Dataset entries
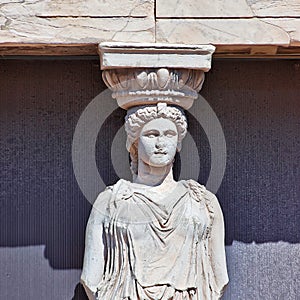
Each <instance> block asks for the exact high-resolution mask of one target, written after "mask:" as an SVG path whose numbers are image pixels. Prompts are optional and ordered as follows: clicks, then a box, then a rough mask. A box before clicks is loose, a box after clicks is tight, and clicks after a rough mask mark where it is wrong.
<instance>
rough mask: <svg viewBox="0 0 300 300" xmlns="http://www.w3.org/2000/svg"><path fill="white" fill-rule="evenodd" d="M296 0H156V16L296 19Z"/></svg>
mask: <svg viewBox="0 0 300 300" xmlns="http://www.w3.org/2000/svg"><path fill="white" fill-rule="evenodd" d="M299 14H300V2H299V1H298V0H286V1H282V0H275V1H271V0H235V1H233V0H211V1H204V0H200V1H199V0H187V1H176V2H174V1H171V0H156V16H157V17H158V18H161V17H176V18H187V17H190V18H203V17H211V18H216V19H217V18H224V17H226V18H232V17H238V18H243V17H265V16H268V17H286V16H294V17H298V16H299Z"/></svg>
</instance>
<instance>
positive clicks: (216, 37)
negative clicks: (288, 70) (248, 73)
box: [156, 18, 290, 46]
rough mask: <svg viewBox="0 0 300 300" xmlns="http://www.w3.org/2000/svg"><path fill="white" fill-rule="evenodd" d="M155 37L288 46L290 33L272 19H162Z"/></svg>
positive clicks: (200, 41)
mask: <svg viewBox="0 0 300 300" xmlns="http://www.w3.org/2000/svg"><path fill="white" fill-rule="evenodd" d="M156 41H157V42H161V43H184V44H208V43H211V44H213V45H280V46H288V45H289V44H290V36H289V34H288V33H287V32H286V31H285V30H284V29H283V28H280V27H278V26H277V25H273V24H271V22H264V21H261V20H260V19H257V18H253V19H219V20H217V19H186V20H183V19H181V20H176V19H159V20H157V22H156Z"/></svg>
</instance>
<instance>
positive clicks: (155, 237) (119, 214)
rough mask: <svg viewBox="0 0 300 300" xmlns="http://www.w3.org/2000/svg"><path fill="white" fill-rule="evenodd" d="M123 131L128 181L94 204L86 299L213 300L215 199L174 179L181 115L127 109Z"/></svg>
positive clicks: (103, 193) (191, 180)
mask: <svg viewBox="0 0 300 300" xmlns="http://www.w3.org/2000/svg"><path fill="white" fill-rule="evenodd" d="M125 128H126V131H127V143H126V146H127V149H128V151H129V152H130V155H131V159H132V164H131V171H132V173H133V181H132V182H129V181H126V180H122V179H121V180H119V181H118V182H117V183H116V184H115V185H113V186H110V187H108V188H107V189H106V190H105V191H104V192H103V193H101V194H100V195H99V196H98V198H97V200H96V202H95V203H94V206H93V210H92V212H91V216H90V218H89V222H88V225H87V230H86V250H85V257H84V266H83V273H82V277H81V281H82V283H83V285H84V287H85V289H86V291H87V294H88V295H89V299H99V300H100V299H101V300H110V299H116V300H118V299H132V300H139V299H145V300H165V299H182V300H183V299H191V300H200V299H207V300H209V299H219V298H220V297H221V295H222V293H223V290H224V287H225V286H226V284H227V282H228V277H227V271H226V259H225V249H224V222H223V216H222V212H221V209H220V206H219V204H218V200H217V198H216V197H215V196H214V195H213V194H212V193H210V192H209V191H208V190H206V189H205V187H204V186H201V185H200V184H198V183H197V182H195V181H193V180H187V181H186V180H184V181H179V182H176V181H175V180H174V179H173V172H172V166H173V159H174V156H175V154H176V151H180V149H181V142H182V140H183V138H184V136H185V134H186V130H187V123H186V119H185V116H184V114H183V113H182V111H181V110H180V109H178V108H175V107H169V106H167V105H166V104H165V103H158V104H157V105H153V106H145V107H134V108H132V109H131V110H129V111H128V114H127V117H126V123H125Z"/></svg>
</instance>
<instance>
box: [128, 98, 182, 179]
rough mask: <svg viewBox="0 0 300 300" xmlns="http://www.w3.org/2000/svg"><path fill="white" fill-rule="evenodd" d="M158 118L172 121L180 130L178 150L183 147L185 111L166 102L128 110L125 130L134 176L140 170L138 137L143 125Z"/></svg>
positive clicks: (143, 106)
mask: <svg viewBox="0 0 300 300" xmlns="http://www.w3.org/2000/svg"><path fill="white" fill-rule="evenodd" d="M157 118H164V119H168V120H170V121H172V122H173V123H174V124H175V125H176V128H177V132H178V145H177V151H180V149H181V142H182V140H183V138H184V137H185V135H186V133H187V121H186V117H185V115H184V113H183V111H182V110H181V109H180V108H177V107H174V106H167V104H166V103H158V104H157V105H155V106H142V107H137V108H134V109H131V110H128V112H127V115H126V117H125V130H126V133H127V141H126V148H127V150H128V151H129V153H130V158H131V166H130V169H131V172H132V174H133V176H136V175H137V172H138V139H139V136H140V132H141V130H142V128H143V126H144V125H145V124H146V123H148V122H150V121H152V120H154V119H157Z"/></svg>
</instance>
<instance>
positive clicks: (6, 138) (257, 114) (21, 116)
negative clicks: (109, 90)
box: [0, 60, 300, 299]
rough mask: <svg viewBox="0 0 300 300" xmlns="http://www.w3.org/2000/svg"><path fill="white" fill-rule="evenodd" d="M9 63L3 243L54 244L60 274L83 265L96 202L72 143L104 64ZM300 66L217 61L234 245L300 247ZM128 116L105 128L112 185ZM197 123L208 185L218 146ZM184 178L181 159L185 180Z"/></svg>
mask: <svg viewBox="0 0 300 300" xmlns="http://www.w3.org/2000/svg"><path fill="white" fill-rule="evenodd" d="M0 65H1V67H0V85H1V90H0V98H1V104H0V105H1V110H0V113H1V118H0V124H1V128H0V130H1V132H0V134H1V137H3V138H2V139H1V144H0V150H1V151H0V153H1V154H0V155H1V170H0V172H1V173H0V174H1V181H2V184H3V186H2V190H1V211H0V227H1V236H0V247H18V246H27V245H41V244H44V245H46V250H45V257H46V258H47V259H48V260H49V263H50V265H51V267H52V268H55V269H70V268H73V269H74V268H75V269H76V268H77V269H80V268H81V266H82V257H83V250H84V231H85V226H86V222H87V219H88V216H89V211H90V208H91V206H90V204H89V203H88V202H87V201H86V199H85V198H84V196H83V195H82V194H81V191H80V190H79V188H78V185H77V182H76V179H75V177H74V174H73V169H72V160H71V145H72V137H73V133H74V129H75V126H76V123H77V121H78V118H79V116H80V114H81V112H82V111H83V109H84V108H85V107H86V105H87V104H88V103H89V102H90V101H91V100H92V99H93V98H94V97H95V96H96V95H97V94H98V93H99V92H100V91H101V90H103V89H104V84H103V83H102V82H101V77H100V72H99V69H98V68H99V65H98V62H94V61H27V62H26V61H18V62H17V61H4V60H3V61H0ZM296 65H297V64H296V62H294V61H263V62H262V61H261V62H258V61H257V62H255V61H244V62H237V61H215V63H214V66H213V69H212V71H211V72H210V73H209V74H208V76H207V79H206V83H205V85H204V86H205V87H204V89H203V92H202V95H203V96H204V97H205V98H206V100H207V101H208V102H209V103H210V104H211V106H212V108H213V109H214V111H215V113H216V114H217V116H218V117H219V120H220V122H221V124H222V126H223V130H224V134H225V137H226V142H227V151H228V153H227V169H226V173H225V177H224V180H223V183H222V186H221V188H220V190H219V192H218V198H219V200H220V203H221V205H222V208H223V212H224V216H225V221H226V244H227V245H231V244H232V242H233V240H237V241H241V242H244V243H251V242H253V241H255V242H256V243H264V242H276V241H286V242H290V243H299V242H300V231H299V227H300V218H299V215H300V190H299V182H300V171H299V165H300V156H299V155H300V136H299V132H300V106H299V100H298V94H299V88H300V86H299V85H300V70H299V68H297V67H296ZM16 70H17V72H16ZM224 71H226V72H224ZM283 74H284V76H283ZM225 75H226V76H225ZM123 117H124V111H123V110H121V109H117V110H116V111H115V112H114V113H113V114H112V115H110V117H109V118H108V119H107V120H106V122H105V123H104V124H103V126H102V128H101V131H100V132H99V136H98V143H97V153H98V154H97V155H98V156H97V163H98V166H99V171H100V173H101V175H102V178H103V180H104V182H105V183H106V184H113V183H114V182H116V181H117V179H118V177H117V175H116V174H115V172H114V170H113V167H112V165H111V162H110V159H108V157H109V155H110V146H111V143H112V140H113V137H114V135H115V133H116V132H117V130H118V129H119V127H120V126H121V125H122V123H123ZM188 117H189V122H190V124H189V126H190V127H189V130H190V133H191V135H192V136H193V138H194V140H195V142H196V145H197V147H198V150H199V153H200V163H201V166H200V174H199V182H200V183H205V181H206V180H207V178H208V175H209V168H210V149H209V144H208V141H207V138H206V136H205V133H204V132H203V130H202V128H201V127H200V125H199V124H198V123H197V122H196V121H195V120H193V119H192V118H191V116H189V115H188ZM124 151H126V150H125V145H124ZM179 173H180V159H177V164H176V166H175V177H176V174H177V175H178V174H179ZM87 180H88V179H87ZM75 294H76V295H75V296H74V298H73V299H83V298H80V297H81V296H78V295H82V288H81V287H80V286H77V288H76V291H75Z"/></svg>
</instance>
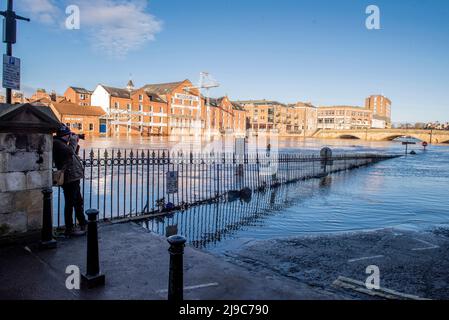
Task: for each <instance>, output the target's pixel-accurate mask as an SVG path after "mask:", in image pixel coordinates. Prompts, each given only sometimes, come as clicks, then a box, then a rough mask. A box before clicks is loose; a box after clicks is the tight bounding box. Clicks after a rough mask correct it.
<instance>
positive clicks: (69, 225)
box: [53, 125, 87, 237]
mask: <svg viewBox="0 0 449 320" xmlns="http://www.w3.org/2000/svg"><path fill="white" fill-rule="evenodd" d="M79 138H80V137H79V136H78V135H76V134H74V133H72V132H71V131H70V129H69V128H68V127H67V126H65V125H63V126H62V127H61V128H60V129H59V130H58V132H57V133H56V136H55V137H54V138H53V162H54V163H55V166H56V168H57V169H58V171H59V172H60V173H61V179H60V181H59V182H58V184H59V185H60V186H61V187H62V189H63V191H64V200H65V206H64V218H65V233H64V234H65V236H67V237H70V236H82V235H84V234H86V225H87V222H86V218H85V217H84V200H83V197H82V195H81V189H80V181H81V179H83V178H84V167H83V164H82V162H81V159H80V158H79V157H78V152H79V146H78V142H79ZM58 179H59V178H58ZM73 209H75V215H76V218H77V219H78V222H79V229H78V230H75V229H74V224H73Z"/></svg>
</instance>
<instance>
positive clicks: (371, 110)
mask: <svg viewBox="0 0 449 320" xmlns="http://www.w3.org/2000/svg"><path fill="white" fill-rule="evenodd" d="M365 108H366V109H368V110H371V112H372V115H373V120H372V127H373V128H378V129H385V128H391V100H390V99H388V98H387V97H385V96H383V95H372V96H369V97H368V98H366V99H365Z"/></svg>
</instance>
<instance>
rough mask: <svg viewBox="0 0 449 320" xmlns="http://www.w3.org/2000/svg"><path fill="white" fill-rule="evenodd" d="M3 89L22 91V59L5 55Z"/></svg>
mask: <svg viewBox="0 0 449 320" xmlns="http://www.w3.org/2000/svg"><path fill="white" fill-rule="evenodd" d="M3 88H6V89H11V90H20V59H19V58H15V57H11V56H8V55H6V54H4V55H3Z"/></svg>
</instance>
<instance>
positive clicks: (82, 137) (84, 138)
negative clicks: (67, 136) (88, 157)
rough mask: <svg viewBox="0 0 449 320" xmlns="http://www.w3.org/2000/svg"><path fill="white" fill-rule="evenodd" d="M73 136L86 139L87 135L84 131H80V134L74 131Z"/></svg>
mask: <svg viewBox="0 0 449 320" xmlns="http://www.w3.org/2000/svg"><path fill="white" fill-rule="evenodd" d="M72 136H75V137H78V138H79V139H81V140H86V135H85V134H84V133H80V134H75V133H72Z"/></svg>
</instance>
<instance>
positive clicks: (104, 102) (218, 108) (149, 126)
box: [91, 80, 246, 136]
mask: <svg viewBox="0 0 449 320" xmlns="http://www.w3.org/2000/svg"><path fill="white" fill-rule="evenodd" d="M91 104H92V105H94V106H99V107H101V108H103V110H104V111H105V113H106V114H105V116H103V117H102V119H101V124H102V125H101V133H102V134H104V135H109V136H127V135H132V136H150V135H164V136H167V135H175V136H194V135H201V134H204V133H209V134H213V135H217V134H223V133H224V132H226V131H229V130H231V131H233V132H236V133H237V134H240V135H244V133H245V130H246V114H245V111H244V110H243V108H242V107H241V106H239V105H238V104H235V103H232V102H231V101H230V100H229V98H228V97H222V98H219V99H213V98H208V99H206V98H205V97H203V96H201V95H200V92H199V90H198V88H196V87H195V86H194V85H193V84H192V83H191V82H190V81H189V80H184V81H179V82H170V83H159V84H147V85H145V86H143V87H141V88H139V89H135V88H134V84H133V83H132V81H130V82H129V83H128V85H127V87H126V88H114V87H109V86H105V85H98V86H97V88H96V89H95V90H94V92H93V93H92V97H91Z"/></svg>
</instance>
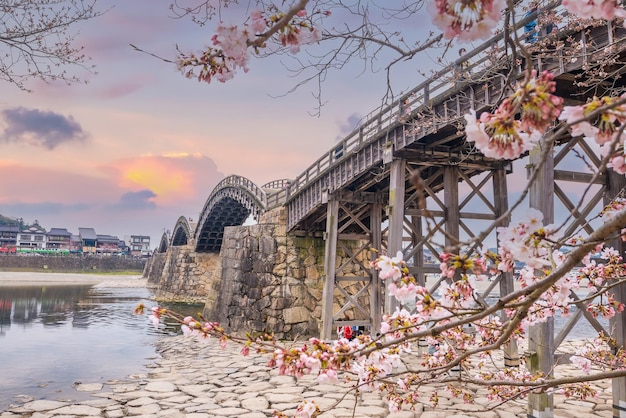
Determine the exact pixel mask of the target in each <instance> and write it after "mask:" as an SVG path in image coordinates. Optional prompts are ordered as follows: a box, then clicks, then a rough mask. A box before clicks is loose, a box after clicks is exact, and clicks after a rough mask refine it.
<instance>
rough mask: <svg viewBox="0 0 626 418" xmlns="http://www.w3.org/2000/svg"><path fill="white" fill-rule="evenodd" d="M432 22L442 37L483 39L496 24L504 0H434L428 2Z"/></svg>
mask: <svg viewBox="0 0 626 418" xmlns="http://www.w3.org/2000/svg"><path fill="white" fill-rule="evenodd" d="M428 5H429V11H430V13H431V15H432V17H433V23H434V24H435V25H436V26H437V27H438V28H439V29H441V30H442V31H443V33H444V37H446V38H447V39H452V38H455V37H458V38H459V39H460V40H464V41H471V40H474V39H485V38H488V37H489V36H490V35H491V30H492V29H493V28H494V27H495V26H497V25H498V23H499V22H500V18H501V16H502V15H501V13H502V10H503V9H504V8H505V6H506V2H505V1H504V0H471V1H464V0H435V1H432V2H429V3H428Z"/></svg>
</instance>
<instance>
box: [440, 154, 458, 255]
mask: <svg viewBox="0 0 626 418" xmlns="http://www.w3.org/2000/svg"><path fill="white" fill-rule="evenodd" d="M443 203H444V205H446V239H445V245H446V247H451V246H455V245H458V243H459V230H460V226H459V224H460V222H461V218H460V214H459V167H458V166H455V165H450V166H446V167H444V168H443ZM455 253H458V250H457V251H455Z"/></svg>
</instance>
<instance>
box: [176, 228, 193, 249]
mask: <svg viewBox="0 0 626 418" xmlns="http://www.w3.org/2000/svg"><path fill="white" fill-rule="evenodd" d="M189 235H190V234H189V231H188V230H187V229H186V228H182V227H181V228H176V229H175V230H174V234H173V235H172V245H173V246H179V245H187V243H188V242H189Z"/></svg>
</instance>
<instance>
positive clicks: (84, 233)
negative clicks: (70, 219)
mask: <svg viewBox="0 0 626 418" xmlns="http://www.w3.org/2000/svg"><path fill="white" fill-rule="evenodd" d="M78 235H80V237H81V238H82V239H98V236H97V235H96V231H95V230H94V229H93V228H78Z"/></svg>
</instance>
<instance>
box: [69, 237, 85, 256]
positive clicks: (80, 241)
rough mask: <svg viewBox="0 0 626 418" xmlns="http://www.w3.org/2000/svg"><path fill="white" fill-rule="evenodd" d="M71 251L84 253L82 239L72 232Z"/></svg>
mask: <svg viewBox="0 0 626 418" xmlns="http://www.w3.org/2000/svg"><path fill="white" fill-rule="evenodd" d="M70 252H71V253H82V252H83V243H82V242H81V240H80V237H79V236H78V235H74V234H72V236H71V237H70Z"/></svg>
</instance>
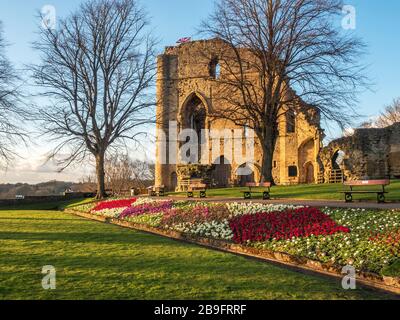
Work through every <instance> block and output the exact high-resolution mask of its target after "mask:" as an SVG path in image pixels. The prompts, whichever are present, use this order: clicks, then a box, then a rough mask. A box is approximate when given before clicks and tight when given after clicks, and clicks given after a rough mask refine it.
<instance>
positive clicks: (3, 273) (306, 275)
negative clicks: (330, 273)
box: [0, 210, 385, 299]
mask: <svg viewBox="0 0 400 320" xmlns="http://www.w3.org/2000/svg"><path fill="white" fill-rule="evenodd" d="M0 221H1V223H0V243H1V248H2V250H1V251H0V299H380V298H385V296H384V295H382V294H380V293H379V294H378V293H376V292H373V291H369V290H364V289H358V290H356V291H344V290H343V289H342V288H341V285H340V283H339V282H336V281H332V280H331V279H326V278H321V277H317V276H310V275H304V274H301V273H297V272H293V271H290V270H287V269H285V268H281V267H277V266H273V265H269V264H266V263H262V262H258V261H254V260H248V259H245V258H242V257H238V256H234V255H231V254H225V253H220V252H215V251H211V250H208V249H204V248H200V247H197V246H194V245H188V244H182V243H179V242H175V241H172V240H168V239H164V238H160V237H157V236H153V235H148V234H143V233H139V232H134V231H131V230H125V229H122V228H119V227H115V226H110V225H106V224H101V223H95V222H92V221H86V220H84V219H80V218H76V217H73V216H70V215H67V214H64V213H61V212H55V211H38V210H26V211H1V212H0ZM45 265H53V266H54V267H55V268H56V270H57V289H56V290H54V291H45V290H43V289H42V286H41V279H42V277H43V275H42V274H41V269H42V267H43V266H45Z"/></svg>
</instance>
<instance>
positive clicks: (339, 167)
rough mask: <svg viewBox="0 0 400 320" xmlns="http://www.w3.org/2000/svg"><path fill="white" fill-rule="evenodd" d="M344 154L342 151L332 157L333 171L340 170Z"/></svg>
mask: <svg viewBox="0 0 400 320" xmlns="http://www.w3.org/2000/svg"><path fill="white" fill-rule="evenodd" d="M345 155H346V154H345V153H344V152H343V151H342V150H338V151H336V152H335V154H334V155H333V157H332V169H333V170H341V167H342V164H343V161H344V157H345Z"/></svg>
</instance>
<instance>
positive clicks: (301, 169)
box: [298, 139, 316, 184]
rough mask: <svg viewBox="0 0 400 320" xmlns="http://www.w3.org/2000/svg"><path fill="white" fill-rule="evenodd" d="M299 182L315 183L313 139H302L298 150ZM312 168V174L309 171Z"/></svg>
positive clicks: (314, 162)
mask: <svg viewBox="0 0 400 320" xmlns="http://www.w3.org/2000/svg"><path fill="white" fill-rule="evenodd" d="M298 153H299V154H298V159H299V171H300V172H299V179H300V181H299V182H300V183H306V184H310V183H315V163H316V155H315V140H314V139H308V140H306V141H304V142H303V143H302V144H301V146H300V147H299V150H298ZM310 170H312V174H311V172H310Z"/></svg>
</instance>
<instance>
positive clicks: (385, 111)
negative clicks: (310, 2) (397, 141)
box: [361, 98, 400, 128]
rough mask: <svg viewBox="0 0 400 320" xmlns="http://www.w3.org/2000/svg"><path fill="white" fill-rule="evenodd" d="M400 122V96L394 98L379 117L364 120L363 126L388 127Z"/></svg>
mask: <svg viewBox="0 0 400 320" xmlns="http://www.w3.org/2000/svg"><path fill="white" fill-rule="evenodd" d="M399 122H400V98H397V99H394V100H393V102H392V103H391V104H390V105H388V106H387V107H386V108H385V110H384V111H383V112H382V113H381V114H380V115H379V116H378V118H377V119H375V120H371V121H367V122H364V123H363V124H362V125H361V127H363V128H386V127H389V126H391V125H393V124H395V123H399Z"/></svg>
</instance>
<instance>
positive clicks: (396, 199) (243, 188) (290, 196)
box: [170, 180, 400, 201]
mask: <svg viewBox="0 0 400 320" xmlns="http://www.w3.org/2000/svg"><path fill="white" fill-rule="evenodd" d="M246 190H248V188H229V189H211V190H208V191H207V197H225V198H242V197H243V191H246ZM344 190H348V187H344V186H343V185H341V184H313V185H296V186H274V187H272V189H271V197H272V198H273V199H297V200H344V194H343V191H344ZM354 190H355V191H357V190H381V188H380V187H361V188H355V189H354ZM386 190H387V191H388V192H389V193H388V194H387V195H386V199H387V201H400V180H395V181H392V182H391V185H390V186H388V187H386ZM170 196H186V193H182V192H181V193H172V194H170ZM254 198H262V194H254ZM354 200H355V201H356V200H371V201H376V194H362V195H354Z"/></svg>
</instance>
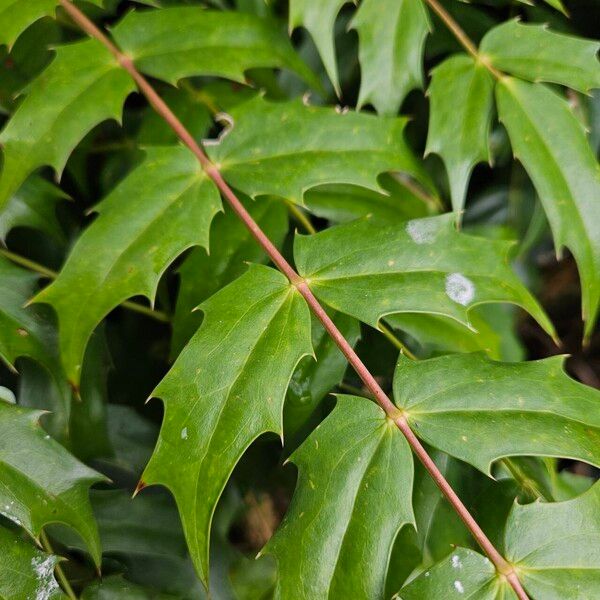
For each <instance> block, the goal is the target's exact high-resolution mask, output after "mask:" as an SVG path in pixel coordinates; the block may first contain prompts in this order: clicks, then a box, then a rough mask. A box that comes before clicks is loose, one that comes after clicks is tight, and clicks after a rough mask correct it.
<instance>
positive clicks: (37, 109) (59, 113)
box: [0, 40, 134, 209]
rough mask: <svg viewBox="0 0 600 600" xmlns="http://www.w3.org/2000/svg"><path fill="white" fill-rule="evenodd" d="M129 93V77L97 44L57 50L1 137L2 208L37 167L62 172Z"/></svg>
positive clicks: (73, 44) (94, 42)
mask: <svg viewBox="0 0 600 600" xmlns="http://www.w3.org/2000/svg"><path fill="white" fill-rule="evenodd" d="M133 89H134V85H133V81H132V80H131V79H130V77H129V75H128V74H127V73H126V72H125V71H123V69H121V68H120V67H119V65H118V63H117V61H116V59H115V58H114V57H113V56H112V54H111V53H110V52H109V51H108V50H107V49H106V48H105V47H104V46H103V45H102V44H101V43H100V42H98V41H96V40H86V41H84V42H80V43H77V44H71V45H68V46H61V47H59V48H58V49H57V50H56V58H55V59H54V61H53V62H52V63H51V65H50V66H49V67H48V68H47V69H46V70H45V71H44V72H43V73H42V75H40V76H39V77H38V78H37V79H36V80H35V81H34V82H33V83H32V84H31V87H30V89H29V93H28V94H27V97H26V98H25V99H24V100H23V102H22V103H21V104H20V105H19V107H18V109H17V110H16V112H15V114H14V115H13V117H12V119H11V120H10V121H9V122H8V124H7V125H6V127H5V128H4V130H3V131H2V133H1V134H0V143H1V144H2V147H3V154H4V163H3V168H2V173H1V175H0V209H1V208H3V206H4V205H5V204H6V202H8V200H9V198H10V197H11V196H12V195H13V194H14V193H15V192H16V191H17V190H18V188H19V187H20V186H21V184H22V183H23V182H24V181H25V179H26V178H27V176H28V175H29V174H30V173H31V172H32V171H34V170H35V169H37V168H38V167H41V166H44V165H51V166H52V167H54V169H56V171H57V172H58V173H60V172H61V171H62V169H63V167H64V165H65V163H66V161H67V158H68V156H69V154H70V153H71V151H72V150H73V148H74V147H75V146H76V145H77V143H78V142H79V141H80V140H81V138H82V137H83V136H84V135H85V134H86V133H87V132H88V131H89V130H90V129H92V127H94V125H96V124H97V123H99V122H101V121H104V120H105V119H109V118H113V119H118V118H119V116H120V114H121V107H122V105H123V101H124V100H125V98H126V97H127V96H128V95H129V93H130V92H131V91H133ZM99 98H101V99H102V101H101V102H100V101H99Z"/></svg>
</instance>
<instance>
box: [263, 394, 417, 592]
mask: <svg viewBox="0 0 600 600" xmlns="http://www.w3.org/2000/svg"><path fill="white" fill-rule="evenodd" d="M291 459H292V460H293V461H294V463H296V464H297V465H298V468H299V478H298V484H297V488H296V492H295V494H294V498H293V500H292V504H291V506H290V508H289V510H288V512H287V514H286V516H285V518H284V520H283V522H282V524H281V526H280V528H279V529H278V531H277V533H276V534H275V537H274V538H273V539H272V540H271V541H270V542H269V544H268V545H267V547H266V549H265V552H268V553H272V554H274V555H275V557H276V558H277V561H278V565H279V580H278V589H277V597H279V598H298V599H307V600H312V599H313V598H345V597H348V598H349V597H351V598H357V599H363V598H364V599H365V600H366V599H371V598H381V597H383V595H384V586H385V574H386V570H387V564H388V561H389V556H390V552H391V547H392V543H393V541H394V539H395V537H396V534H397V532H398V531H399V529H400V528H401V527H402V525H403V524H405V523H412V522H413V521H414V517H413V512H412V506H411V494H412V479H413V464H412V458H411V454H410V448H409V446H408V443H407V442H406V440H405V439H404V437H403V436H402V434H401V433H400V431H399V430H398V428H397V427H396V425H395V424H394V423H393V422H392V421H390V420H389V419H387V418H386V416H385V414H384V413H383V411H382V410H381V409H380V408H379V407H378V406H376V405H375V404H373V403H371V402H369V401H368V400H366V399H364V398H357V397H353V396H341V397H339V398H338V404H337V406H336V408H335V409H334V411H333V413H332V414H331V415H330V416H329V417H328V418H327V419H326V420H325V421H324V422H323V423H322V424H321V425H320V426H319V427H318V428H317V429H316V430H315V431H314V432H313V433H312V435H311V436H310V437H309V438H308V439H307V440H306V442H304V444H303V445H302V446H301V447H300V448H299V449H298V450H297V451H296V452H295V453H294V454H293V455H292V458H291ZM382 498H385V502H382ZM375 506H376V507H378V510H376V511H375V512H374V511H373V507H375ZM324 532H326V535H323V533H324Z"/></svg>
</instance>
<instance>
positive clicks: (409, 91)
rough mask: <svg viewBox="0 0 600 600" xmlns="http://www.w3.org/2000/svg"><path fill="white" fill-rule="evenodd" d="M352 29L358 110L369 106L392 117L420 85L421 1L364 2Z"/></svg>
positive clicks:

▸ **Task to complete**
Return every line of the records above that contains the string "follows".

▸ **Task output**
Each <instance> block asks for the exact high-resolution mask of one target, written after "mask:" as an SVG path whose numbers are image pixels. Prompts are optional and ordered as follows: clicks, then a box, then a rough mask. A box before clicks is loose, a box after clicks is tight, and clicks after a rough mask mark where it is wrong.
Determine the exact pixel mask of the target in each <instance> and write it after "mask:" as an SVG path in image coordinates. Optional prompts are ordered as follows: a box, then clicks, then a rough mask. A box before clicks is loose, a box after clicks is exact, and clicks after a rough mask refine it.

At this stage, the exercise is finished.